The work is aimed at building educational models that are more appropriate for the Amazon communities, with experiences that show how to offer more contextualized education and teaching that makes more sense to the students and their communities.

This includes teacher training in rural education and/or environmental education, territoriality and learning methods. The students themselves, with the support of their teachers and PSA instructors, have mapped their own communities in order to create local memory and systematize community knowledge for educational ends.

These topics are further developed: what is the socio-environmental profile of my community? What knowledge does the community have that is not taught in school? How does the community knowledge affect school? The answers to these and other questions result in maps, drawn with the aid of cartography technologies, photos, videos and research, and include diverse aspects of community life: social, economic and environmental profile; traditional and popular knowledge (children’s games, myths and legends, history and cuisine); culture and art (music, poetry and handicrafts); geographic characteristics; biodiversity; and business activities.

Such information is then incorporated into regional teaching methodologies and materials that “add flavor” to schools so that learning is fun.

Active Forest Experimental Center – A school in the forest

In addition to working directly with schools, the project has developed an innovative rural educational hub, the Active Forest Experimental Center (CEFA)

CEFA develops:

  • Advocacy for surrounding schools with new teaching approaches and practical environmental education. Students visit the teaching areas, composed of forest, streams and bio-architectural constructions, in an educational environment that raises awareness of environmental conservation through significant environmental experiences to form personal and collective values. It includes topics such as: Waste/Residue; Water; Soil; the Life Cycle; Forests and Biodiversity; Bio-construction; Good Nutrition; Agroecology; Renewable Energies; Traditional Knowledge – myth and legends of the forest.

  • Technical courses for adolescents and youth offering professional training in traditional communities of the Amazon’s Conservation Units. The focus is income generation from regional potential, through projects for fomenting and incubation of socio-biodiverse productive chains. This curriculum is based on local socio-cultural context and includes: agroecology (syntropy, sustainable agricultural models); reforestation and forest seeds (seed collection and planting); oils and essences (extraction and processing of natural oils); meliponiculture of native bees; community-based tourism (itineraries, reception, cuisine, artisanal production); appropriate technologies and local services.

Child and Adolescent Rights

All actions within the scope of Lands of Learning aim at the full realization of the fundamental human rights of children and adolescents, established by the Federal Constitution of 1988 and in the Statute of Children and Adolescents (Law no. 8.069/1990).

______

### Request A:
Transcribe the passage on education in Amazon communities, starting at "These topics are" and ending at "and business activities.".

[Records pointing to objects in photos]
______

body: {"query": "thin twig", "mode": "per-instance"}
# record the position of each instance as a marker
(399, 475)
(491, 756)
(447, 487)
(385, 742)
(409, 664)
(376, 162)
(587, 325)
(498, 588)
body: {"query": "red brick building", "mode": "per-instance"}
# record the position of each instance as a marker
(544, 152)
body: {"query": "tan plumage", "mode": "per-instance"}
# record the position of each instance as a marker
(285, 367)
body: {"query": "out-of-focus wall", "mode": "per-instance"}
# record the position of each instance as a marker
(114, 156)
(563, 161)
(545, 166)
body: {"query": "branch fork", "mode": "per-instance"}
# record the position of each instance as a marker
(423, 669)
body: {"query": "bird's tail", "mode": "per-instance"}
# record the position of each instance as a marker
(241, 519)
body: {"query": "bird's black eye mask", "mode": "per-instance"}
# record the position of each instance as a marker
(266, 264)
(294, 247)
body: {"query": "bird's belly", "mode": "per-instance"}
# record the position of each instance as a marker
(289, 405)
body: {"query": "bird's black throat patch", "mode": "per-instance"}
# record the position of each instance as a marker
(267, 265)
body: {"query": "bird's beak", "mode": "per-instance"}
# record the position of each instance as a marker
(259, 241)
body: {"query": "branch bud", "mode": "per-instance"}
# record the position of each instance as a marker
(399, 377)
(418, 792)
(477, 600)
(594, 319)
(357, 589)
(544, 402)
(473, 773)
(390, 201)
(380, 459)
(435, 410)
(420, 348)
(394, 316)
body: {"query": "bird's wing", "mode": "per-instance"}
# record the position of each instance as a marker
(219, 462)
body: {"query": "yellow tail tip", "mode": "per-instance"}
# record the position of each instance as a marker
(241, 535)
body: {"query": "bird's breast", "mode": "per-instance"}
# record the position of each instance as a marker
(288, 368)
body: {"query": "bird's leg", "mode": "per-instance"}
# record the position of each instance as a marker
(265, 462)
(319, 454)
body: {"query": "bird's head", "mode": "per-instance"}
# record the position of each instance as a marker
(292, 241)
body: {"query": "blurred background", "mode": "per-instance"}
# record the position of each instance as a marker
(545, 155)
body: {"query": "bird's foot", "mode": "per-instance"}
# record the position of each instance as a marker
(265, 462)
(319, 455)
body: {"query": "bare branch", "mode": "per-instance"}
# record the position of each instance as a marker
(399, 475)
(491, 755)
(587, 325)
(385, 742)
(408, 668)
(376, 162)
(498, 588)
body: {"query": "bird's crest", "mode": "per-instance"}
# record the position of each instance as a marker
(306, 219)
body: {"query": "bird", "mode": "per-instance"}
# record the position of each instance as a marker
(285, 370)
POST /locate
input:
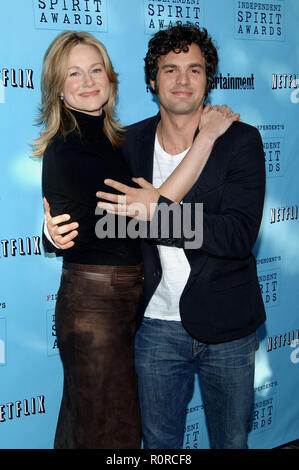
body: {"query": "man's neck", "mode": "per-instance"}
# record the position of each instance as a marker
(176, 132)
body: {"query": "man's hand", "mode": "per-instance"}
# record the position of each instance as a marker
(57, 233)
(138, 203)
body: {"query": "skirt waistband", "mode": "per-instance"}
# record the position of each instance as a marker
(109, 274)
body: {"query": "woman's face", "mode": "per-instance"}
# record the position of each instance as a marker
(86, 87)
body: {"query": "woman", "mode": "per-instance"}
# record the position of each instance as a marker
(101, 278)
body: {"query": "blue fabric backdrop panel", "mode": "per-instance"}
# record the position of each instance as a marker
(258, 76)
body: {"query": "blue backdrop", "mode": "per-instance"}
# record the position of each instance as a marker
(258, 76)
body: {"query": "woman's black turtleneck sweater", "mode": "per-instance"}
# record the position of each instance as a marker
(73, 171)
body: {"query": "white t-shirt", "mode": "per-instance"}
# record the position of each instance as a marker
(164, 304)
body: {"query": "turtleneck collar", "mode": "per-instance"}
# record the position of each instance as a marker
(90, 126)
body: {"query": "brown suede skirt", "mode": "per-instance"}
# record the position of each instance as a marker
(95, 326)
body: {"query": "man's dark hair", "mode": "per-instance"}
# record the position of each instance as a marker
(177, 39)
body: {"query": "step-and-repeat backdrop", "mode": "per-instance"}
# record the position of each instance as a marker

______

### Request B:
Gather every line of the records that contains the string "backdrop", with case counting.

### Expected output A:
These topics are further developed: what is the socio-environmental profile of my community? What knowledge does the community have that is not taught in school? How does the community knowledge affect school? The answers to these and other questions result in maps, drawn with the aid of cartography technologies, photos, videos and research, and include diverse aspects of community life: social, economic and environmental profile; traditional and popular knowledge (children’s games, myths and legends, history and cuisine); culture and art (music, poetry and handicrafts); geographic characteristics; biodiversity; and business activities.

### Expected output B:
body: {"query": "blue fabric backdrop panel", "mode": "per-instance"}
body: {"query": "blue backdrop", "mode": "per-instance"}
body: {"query": "step-and-repeat backdrop", "mode": "per-instance"}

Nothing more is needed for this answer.